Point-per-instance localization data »
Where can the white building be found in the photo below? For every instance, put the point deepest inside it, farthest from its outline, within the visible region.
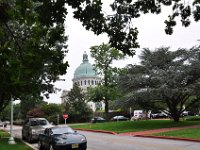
(85, 76)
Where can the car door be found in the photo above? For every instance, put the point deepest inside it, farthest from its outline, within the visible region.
(47, 138)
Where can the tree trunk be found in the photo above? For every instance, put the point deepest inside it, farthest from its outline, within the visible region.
(106, 108)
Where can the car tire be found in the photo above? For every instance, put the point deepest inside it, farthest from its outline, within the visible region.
(50, 147)
(40, 147)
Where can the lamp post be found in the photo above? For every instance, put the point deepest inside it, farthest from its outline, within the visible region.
(11, 139)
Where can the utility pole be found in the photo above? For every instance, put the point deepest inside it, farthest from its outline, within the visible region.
(11, 139)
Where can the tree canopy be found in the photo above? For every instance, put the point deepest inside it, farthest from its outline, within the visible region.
(104, 56)
(32, 48)
(168, 78)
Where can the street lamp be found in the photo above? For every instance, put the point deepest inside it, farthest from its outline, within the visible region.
(11, 139)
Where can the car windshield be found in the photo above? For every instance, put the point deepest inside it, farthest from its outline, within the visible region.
(38, 122)
(62, 130)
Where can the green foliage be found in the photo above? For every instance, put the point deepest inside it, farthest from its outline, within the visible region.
(104, 56)
(35, 112)
(164, 79)
(192, 118)
(51, 112)
(32, 48)
(5, 114)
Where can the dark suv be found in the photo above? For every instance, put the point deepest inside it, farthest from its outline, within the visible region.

Your task » A word-for-word copy of the records is needed, one that contains no pictures.

Expected answer »
Where can the white building be found in the photo below? For every instance, put the point deepest inside it, farthest from its outline, within the visible region.
(85, 76)
Where can the car door be found in the photo above? For every instance, put the point deepest inside it, farthest from its outline, within the visible region.
(47, 138)
Where can the tree trunk be found in the photo above? For every instance, put the point deepest inside it, farthest from its outline, within the visible region.
(106, 108)
Where can the car tire be found in the photo above? For every instance, put the point deepest inside it, farthest from its outline, within the visible region.
(50, 147)
(40, 147)
Where can the lamp post be found in the photo above? For every instance, put the point deepest inside it, farthest from its outline, within the visible region.
(11, 139)
Where can the utility pole be found in the photo above? For every instance, put the point deepest inside it, farthest from its outline, within the visible region.
(11, 139)
Where can the tree canopy be found in the photo above? For every instance, put the point deepest inside it, farthest from its outline, within the visible region.
(104, 56)
(32, 48)
(168, 78)
Where can the street lamp be found in the photo above? For every instance, put the point deepest inside it, farthest from its outline, within the visible region.
(11, 139)
Where can the car windshield be found in the photo above? For every instance, put the point deepest inside it, farthest from its outline, within the visible region.
(38, 122)
(62, 130)
Where can the green foliage be found in the photo above? For every instance, put the point deepest inside it, farthest from its outline, within the visible region.
(104, 56)
(35, 112)
(164, 79)
(192, 118)
(51, 112)
(32, 48)
(5, 114)
Where can the dark suv be found in the photo above? For every instance, put the point deepest inside it, farthest from its outline, within the visible region.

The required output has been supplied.